[[ Data extracts open ]]

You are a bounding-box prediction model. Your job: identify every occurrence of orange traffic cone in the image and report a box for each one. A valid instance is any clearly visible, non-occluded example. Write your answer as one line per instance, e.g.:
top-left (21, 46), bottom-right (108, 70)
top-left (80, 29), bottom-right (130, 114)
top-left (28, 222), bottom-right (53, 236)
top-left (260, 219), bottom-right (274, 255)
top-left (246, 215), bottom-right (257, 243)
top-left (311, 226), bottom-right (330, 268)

[[ Data extracts closed ]]
[[ Data extracts open ]]

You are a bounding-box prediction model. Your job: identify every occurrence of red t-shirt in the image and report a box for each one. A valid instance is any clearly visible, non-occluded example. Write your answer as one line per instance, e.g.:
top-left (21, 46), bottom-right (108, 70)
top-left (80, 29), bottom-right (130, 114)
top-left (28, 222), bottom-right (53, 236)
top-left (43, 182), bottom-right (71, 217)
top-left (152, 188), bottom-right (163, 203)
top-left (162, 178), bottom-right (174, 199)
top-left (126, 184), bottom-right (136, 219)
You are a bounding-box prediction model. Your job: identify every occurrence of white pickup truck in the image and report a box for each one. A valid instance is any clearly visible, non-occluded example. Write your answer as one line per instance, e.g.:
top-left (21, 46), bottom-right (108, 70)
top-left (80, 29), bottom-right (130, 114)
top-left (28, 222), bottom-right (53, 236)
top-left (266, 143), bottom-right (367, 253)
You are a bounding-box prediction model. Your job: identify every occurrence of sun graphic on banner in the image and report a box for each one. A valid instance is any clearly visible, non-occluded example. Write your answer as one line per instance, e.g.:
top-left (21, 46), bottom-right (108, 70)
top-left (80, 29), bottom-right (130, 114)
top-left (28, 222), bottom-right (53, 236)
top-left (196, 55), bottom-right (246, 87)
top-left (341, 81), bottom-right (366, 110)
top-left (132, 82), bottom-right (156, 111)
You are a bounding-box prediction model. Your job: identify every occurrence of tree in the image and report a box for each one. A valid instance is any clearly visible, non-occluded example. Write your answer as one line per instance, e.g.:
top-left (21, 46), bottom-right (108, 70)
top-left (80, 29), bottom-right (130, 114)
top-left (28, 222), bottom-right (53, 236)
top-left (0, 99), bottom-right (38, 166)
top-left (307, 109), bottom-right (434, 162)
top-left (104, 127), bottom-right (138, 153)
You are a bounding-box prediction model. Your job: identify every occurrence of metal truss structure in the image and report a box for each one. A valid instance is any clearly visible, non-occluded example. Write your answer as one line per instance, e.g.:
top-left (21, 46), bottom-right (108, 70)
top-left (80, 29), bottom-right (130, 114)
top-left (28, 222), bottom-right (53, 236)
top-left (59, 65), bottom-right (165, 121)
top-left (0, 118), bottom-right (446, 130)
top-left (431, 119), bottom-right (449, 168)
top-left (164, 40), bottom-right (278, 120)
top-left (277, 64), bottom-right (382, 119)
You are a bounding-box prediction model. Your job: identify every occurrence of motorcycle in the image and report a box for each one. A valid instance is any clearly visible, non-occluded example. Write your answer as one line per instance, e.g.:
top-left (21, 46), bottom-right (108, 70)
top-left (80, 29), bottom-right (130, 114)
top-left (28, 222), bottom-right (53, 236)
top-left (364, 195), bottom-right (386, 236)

[[ Data extracts closed ]]

Exercise description: Bring together all lines of the entries above in which the string "report" occurs.

Answer box:
You are a bounding-box prediction model. Your job: identify every occurrence of orange traffic cone in the image and report a box for each one. A valid instance is any clearly visible, non-occluded example. Write your answer as one line per instance, e.g.:
You are a bounding-box prediction model. Your job: identify every occurrence of red t-shirt in the image and report a box for each one. A valid instance is any clearly visible, non-occluded example. Write your answer as one line per instance, e.g.:
You are a bounding-box prediction model. Your job: identify every occurrence of white pickup truck in the image and report a box for each one. A valid instance is any clearly visible, non-occluded example. Write your answer as one line per instance, e.g.:
You are a bounding-box prediction model. Your job: identify every occurrence of sun graphic on banner in the image and report a box for each one. A valid instance is any clearly visible, non-occluded example. Write your answer as one line per instance, e.g.:
You are a bounding-box prediction model. Your job: identify every occurrence of tree in the image and report a box for each one. A valid instance is any clearly visible, non-occluded example. Write your answer as one line per instance, e.g.:
You are a bounding-box prediction model. Your job: identify every occurrence of metal truss structure in the image and report a box for each one. A valid instance is any clearly visible, non-occluded example. Write your answer as one line per instance, e.g.:
You are a bounding-box prediction model. Your job: identify every occurrence of motorcycle in the image and report a box for each one. A valid instance is any clearly visible, non-occluded example. Write your answer as one line per instance, e.g.:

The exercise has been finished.